WRITTEN REQUEST >> Copy the data below word for word, from its first line through the line with "column 988, row 347". Leave the pictures out of your copy.

## start EXTRACTED MATERIAL

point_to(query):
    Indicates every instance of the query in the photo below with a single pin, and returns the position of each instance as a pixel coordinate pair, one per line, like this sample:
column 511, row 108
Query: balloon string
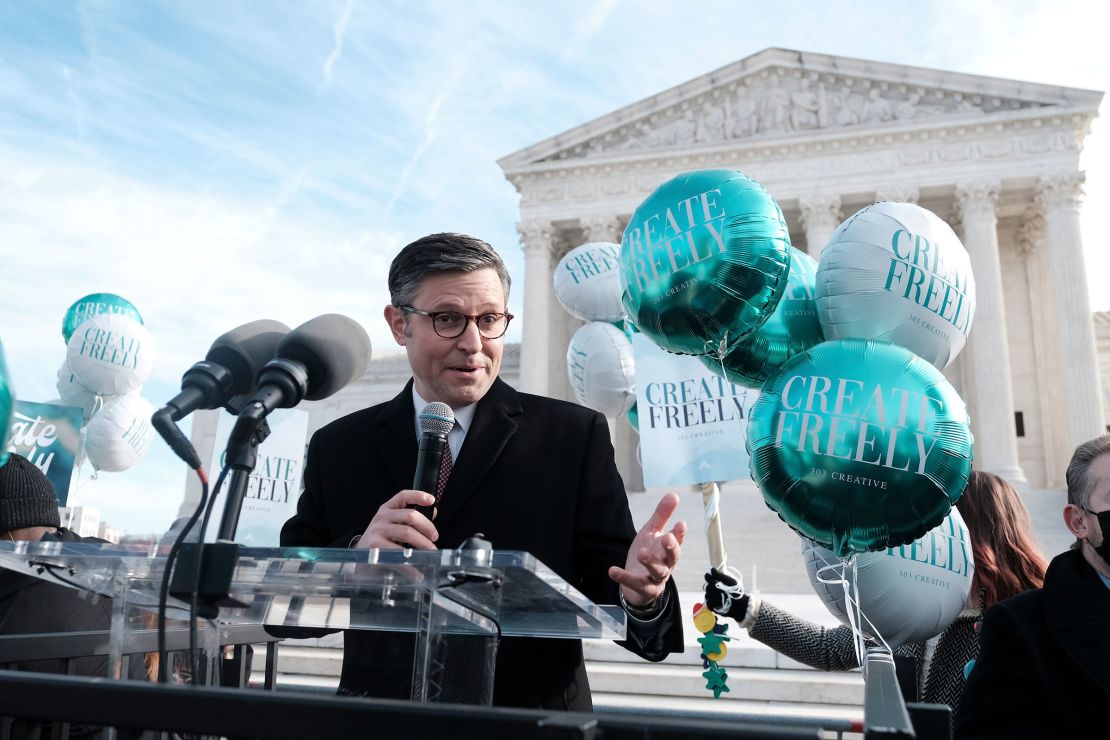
column 710, row 502
column 717, row 350
column 835, row 574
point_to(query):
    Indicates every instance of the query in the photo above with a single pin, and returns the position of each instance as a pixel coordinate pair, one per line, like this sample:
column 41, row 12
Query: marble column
column 1059, row 199
column 537, row 237
column 1032, row 246
column 625, row 439
column 820, row 215
column 988, row 347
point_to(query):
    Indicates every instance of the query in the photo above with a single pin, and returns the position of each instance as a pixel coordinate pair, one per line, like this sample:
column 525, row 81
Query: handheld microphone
column 229, row 368
column 436, row 419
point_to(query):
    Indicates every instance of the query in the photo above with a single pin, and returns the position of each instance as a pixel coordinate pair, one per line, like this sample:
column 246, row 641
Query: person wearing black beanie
column 28, row 503
column 29, row 605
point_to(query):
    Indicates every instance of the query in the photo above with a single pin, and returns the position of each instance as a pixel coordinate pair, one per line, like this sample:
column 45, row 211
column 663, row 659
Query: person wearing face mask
column 1043, row 667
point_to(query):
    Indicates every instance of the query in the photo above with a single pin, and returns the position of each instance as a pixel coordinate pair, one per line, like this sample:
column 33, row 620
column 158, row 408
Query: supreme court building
column 826, row 135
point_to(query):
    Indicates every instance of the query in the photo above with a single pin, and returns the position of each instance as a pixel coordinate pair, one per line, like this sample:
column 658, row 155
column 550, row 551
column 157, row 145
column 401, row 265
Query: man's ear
column 395, row 318
column 1075, row 520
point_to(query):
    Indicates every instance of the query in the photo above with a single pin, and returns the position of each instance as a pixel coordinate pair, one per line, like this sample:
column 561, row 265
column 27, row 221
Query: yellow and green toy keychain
column 714, row 634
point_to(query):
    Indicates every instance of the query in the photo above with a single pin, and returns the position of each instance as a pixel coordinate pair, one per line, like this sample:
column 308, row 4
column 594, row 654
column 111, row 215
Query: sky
column 217, row 162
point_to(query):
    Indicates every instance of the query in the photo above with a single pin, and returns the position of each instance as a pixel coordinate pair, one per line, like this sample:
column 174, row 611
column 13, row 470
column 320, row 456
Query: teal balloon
column 93, row 305
column 859, row 445
column 7, row 405
column 793, row 327
column 704, row 261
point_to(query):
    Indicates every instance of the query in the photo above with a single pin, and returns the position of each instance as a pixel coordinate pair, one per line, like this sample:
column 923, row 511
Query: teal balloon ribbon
column 704, row 256
column 790, row 328
column 93, row 305
column 7, row 406
column 859, row 445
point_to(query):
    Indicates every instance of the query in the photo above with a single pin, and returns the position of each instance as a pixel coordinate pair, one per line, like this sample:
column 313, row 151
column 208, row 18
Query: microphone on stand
column 230, row 368
column 312, row 362
column 436, row 419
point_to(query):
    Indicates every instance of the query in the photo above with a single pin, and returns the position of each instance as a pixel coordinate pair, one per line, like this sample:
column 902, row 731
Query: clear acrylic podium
column 445, row 597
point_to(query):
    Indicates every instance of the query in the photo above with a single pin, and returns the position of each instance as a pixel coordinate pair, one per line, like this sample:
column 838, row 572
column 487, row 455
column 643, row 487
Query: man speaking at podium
column 530, row 473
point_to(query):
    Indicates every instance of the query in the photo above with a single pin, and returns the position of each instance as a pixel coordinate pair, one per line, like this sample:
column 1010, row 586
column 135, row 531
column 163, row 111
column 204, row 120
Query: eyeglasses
column 451, row 324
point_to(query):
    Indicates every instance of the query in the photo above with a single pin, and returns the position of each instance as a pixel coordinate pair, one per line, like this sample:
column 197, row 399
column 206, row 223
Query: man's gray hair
column 440, row 253
column 1080, row 480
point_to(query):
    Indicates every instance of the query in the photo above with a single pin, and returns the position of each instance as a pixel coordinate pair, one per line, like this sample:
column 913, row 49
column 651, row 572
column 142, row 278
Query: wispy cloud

## end EXTRACTED MATERIAL

SOLUTION >>
point_to(query):
    Indicates every instance of the query in the photo below with a single pin, and returns the position of each instance as a pixel coordinate pair, one per line, like this sample:
column 511, row 108
Query: balloon string
column 710, row 502
column 717, row 350
column 835, row 574
point_to(query):
    Indicates every instance of the query in the photo above with a single pin, and returns the position of each instance as a pixel coordinate pair, one per line, like this sample:
column 41, row 12
Query: marble column
column 1059, row 199
column 537, row 237
column 1032, row 246
column 625, row 439
column 820, row 215
column 988, row 347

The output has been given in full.